Brief: Pick up the news article on the Red Hill fuel spill after its last sentence and continue it.

Page excerpt below:

A February 2016 photo of an empty fuel tank at the Red Hill Underground Fuel Storage Facility near Joint Base Pearl Harbor-Hickam in Hawaii. A fuel spill in November at the facility leaked into the base drinking water and made some military families ill, forcing about 700 people to leave their homes. (Mass Communication Specialist 1st Class Meranda Keller/U.S. Navy photo)

WASHINGTON — The fuel spill at a Navy-run facility in Hawaii that supplies water to Joint Base Pearl Harbor-Hickam was most likely the result of an operator error, though an ongoing investigation into the cause is expected to draw more definite conclusions, service officials told the House lawmakers Tuesday.

The spill on Nov. 20 at the Red Hill underground fuel storage facility leaked jet fuel into the base drinking water, sickening some military families and forcing about 700 people to leave their homes. The incident has cost the Navy more than $250 million so far, said Rear Adm. John K. Korka, who is in charge of the Navy’s engineering systems command.

“The Navy has a comprehensive and transparent recovery plan and we are executing our mission,” Korka told members of a House Armed Services Committee subpanel during a hearing dedicated to the incident. “I pledge my commitment to continue to work alongside other service counterparts and our regulatory partners to deliver safe drinking water, return our families to their homes [and] remediate the Red Hill well.”

Rear Adm. Blake Converse, the deputy commander of the Pacific Fleet, said the investigation will consider the spill’s possible connection to a May 6 spill that was also concluded to have been caused by operator error.

The investigation is being conducted by an officer outside Red Hill’s chain of command and will include a team with a “high-degree of technical expertise,” including third-party civilian fuel-distribution experts and local hydrologists, Converse said.

The Hawaii Department of Health in December ordered the Navy to halt operations at Red Hill and the service complied. The state health department on Jan. 3 gave the Navy 30 days to submit plans on how it will drain the fuel facility.

End of Page excerpt.
Records supplied below:

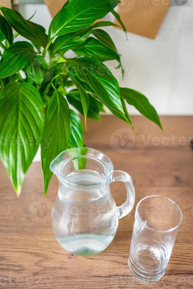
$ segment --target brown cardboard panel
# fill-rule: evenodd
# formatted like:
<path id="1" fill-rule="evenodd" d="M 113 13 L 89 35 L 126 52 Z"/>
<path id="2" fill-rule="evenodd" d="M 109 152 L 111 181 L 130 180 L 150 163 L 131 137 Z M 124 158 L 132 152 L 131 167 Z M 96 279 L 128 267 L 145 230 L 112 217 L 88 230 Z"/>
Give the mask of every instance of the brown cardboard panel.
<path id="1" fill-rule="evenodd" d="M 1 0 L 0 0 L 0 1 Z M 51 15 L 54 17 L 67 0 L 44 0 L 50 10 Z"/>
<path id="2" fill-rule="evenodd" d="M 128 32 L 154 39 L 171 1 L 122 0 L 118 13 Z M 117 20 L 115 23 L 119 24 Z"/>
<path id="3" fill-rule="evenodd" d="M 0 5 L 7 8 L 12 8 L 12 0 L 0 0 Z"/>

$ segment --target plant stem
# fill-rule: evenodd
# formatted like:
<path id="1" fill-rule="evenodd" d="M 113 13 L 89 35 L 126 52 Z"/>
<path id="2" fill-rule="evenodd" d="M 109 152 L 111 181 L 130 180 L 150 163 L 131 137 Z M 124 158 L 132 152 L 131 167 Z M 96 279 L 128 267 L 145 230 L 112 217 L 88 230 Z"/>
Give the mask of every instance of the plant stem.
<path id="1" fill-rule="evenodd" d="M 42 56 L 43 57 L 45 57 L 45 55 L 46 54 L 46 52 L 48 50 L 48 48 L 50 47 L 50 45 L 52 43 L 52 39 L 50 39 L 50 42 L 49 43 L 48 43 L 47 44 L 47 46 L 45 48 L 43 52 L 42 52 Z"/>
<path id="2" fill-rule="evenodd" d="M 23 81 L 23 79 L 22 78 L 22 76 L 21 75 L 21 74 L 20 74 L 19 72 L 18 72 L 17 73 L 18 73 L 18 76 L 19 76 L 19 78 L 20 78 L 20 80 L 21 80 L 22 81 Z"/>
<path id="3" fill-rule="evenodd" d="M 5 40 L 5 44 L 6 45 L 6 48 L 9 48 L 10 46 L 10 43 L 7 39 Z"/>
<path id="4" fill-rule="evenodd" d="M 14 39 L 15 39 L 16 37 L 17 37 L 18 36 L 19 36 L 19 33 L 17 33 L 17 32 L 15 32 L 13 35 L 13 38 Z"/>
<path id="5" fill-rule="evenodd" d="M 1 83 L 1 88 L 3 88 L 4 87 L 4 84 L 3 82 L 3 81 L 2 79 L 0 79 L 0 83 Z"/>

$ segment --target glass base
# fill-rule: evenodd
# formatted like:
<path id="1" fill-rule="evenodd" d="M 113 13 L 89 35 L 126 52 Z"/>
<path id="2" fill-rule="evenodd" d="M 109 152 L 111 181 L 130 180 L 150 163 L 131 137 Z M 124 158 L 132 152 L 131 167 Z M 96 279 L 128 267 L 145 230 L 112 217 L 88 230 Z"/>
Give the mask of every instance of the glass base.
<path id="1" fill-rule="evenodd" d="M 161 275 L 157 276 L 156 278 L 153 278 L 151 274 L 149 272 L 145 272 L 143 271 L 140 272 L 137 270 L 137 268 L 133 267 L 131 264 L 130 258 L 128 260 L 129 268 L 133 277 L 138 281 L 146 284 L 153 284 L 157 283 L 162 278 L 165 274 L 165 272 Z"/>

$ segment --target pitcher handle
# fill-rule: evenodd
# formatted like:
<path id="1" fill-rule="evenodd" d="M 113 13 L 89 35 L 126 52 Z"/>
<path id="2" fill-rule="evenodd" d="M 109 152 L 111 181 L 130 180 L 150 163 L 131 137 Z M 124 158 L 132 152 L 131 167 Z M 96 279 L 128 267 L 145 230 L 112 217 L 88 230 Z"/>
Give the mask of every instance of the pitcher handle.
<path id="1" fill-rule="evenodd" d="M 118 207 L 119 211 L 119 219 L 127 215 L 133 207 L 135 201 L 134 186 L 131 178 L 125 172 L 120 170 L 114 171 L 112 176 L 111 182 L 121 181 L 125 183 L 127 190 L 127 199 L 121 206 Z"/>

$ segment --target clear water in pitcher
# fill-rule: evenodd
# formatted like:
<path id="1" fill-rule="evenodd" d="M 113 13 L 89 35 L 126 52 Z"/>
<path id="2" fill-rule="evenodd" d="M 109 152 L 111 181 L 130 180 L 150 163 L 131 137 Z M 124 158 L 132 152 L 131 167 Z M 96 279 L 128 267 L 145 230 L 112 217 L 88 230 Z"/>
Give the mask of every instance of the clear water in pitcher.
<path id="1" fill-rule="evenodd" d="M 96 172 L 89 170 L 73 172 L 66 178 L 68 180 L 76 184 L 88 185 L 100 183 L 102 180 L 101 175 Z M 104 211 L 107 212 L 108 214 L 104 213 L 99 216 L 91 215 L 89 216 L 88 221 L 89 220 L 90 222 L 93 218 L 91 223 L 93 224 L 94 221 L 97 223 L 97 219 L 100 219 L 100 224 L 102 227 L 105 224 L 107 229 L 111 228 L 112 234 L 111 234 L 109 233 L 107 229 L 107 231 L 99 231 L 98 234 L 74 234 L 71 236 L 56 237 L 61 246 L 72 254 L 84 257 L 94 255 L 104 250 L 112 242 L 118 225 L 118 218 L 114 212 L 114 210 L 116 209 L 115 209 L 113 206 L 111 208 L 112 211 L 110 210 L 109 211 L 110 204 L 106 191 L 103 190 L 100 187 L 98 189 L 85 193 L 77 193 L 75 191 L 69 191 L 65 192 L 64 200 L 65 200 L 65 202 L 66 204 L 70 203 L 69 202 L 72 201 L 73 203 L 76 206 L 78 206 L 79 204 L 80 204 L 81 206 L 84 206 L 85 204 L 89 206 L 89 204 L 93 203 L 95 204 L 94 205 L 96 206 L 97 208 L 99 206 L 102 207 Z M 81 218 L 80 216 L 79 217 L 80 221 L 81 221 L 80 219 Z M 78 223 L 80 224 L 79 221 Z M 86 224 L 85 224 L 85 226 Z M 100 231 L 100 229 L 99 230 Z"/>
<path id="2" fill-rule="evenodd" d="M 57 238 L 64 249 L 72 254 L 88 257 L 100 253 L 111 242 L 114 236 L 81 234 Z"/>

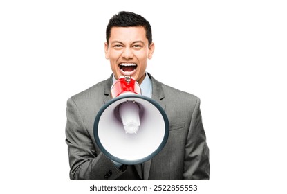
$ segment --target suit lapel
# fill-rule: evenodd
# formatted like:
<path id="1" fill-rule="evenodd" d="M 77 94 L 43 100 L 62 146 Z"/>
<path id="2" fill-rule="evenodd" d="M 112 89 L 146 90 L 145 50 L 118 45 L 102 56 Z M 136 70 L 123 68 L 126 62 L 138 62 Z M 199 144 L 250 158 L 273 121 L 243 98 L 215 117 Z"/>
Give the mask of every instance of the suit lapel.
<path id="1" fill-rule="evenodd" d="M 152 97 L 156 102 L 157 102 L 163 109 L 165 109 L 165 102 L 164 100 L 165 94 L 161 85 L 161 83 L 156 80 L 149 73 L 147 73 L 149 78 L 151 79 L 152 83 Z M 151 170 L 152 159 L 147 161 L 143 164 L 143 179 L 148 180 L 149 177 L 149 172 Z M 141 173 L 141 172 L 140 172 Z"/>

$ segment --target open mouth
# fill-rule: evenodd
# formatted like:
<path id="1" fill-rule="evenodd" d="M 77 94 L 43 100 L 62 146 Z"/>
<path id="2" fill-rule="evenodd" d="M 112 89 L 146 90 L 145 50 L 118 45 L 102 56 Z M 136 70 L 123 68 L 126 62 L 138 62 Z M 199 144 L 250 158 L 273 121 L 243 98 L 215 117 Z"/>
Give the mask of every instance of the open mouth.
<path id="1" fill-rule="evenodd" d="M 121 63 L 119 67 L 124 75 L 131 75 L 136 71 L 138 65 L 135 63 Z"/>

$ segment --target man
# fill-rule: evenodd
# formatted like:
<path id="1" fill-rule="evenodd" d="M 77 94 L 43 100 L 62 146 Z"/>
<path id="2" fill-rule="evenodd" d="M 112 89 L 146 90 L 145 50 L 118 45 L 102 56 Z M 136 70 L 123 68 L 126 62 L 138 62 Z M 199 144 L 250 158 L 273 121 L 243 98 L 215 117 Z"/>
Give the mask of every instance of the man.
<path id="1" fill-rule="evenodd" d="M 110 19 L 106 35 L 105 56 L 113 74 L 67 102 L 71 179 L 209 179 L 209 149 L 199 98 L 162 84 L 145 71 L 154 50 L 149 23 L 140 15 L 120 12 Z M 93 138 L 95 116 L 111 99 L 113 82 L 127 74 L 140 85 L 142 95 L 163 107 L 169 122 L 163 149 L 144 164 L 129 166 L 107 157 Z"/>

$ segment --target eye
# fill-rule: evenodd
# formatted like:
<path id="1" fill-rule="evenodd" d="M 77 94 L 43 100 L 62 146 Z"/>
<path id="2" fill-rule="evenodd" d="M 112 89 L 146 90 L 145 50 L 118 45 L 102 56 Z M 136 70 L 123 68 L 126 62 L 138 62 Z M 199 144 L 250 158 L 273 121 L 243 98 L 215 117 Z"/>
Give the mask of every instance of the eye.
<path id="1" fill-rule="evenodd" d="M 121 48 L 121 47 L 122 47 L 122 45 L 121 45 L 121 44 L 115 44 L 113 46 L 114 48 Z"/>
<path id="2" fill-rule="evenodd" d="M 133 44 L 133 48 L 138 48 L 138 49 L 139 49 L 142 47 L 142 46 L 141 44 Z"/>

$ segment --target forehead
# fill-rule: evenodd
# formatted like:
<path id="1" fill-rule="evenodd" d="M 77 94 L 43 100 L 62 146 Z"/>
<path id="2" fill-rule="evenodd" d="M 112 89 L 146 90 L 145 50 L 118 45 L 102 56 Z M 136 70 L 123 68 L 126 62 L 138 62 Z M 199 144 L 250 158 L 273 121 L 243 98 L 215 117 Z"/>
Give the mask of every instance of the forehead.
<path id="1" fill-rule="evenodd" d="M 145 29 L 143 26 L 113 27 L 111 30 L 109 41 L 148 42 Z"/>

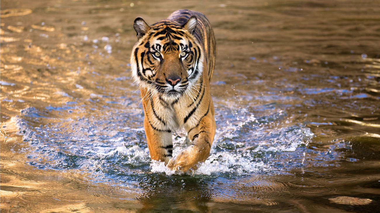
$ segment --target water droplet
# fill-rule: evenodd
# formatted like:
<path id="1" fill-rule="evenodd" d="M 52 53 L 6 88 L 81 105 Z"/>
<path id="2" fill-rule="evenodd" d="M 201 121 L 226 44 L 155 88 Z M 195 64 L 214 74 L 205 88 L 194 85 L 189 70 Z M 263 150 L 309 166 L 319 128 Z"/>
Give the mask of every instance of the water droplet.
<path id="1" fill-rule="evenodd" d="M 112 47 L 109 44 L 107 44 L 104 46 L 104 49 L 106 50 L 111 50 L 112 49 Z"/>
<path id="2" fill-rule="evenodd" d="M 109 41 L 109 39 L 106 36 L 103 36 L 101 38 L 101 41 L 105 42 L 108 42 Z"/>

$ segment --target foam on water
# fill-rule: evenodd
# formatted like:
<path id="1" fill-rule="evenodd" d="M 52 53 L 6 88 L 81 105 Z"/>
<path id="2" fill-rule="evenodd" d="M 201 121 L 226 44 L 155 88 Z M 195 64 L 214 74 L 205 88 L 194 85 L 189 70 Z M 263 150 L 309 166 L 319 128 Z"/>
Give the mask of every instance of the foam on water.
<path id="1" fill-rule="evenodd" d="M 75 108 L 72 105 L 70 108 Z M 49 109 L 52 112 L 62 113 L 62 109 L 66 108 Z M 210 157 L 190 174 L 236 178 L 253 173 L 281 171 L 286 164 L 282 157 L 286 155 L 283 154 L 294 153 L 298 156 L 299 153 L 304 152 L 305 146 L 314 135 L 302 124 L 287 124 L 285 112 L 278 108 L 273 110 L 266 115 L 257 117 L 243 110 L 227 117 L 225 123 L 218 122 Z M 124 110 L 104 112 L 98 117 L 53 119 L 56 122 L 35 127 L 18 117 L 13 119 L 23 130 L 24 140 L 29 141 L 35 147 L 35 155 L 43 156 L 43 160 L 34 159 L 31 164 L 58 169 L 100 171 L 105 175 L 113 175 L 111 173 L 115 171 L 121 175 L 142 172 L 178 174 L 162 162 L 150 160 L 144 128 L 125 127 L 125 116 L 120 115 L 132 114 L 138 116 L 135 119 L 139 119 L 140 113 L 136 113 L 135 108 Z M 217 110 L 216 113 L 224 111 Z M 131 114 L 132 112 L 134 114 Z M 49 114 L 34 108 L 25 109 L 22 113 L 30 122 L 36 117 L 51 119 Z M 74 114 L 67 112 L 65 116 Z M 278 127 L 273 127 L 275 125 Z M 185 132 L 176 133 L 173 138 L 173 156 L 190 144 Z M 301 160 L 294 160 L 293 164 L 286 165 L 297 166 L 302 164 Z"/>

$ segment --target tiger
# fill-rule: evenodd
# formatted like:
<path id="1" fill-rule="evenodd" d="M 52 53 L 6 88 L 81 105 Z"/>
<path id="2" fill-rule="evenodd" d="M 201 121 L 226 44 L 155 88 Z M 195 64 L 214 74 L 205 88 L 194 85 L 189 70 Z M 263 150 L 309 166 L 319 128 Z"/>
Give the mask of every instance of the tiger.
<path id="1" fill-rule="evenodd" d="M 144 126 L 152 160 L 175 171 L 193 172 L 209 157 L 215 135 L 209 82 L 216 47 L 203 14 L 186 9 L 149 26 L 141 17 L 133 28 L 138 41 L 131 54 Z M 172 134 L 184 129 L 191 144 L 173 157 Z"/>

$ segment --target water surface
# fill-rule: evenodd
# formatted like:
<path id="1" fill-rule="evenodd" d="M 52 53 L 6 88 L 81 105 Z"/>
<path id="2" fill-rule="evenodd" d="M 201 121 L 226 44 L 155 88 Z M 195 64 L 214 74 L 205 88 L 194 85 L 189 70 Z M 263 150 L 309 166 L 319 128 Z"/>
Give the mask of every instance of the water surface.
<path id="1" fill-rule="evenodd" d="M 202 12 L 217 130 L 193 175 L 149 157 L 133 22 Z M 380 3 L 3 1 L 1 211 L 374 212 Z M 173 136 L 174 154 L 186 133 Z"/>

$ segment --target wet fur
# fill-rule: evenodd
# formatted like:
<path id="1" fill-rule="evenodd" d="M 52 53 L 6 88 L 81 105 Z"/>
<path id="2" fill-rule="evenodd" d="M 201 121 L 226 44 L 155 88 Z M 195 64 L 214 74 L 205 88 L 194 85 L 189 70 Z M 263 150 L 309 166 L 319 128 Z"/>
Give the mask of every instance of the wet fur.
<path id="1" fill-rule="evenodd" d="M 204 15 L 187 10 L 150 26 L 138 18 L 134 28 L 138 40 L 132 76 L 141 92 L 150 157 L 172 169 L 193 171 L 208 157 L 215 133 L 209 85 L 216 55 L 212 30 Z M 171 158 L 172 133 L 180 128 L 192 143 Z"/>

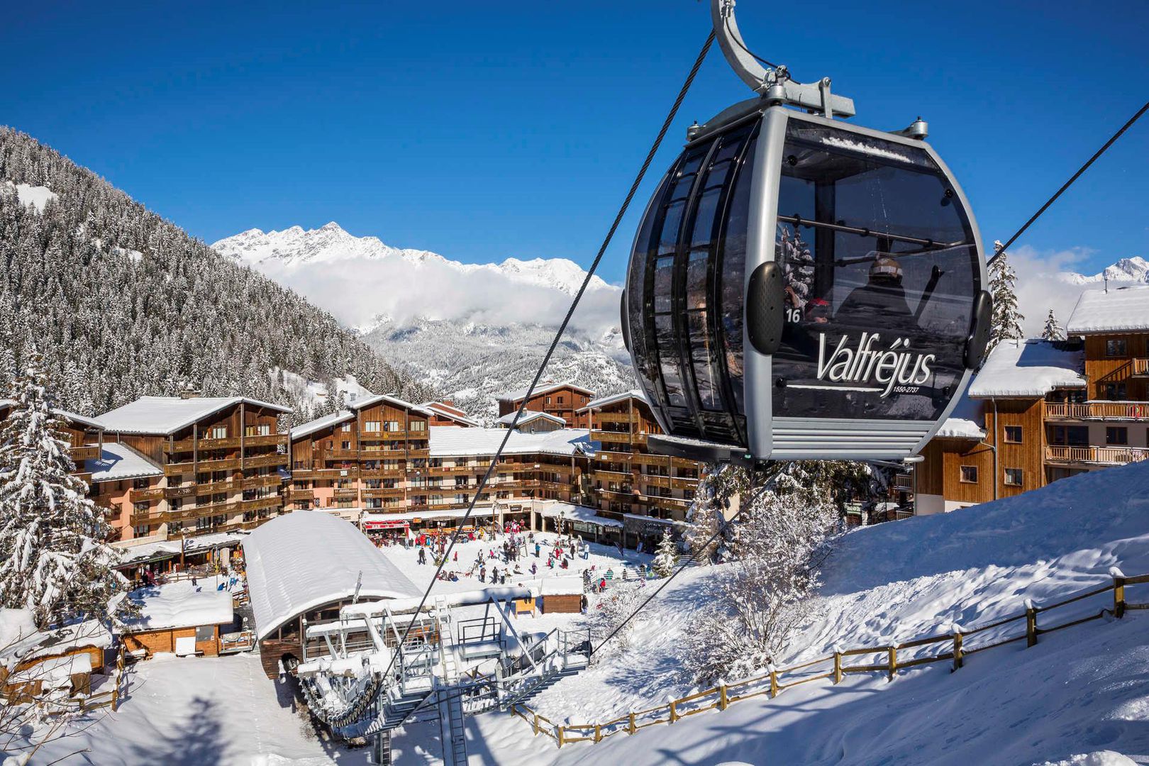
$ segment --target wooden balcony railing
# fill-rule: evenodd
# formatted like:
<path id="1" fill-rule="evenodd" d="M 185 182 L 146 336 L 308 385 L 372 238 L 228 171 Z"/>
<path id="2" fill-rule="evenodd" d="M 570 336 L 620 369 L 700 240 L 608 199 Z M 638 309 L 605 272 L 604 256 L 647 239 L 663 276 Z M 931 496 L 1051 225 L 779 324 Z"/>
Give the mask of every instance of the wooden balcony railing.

End of Records supplied.

Output for this task:
Converse said the Navy plans to submit the fuel-draining plans, but Rep. Elaine Luria, D-Va., questioned why the service would close and drain the facility if the cause was not due to a problem with the storage tanks.

I’m really quite confused, if this was related to operator error and the particular incident that happened most recently does not have to do with the integrity, structural integrity, or condition of the tanks, what point [does defueling] serve?” Luria asked.

The Navy could contest Hawaii’s order, but Converse said before decisions can be made, the Navy should wait until a full investigation into the incident is completed “to understand the full scope of the issue.”

“A decision on whether to contest the order has to take into account the strategic importance of Red Hill, the alternatives and a number of factors that are associated with the combatant commanders’ responsibilities,” he said. “Ultimately the secretary of the Navy and [the defense secretary] will have to make a decision on that.”

The incident’s costs are expected to rise. For example, the Navy will pay for any follow-on care for medical issues related to the spill, Converse said.

Capt. Michael McGinnis, the Pacific Fleet surgeon, said most military families exposed to contaminated water have had symptoms that include nausea, vomiting, headaches, diarrhea and skin or eye irritations. He said those issues were “rapidly resolved” after their exposure to the contaminated water ended.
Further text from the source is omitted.